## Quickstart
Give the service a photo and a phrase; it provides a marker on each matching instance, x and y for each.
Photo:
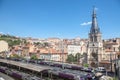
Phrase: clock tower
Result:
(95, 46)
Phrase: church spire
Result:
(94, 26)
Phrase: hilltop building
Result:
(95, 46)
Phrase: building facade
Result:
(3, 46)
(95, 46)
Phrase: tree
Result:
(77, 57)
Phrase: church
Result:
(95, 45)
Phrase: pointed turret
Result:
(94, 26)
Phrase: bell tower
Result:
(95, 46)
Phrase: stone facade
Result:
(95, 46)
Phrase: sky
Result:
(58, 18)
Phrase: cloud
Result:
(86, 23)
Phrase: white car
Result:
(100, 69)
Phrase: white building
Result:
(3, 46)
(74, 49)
======
### Task brief
Give an exact copy of the data, and omit any pictures it holds.

### Response to the task
## Quickstart
Give the service a photo and a phrase; it provides a marker on each matching instance, x and y for each.
Photo:
Phrase: clock tower
Result:
(95, 46)
Phrase: church spire
Result:
(94, 26)
Phrase: hilltop building
Result:
(95, 46)
Phrase: building facade
Result:
(3, 46)
(95, 46)
Phrase: tree
Result:
(77, 57)
Phrase: church
Result:
(95, 45)
Phrase: pointed turret
Result:
(94, 26)
Phrase: bell tower
Result:
(95, 46)
Phrase: stone facade
Result:
(95, 46)
Phrase: sky
Result:
(58, 18)
Phrase: cloud
Result:
(86, 23)
Phrase: white car
Result:
(100, 69)
Phrase: white building
Result:
(3, 46)
(74, 49)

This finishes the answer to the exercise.